All types are fully qualified if r has been name resolved.

Sample output: "(int, javafe.tc.TypeSig, char[])"

Precondition: PrettyPrint.inst, and r non-null.


getName

public java.lang.String getName(RoutineDecl r)
Returns the user-readable name for a RoutineDecl.

Either of the form "method ()" or the form "constructor ()".

All argument types are fully qualified if r has been name resolved. The method/constructor name is not qualified.

Precondition: PrettyPrint.inst, and r non-null.


getRoutineName

public java.lang.String getRoutineName(RoutineDecl r)
Returns the user-readable simple name for a RoutineDecl.

Precondition: r non-null.


canAccess

public boolean canAccess(TypeSig from,
                         TypeSig target,
                         int modifiers,
                         ModifierPragmaVec pmodifiers)
Can a member of type target with modifiers modifiers/pmodifiers be accessed by code located in from?

Note: pmodifiers may be null.


getOverrides

public MethodDecl getOverrides(MethodDecl md)
Retrieves the class MethodDecl that a given class MethodDecl overrides. If there is no overridden MethodDecl in a superclass, then return null. The returned MethodDecl may be abstract. If multiple class MethodDecl's are overridden, it returns the one lowest in the class hierarchy (furthest away from java.lang.Object). This information is generated by the 'Prep' pass.

» MATERIAL PROVIDED
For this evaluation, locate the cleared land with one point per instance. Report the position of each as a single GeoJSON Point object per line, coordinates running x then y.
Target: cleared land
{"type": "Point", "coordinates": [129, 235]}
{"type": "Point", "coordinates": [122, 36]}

» TASK LIST
**1.** Rewrite the part of the API documentation from "Returns the user-readable name" to "is not qualified.", replacing "user-readable" with "human-readable".
**2.** Say whether each statement agrees with the API documentation, and back each answer with the deciding words quoted from it: (a) The only precondition for getRoutineName is that r is non-null. (b) canAccess requires pmodifiers to be non-null. (c) getOverrides never returns an abstract MethodDecl.
The material isn't needed for what follows.

» RESULTS BY TASK
**1.**
Returns the human-readable name for a RoutineDecl.

Either of the form "method ()" or the form "constructor ()".

All argument types are fully qualified if r has been name resolved. The method/constructor name is not qualified.

**2.**
(a) Yes: "Precondition: r non-null."
(b) No: "Note: pmodifiers may be null."
(c) No: "The returned MethodDecl may be abstract."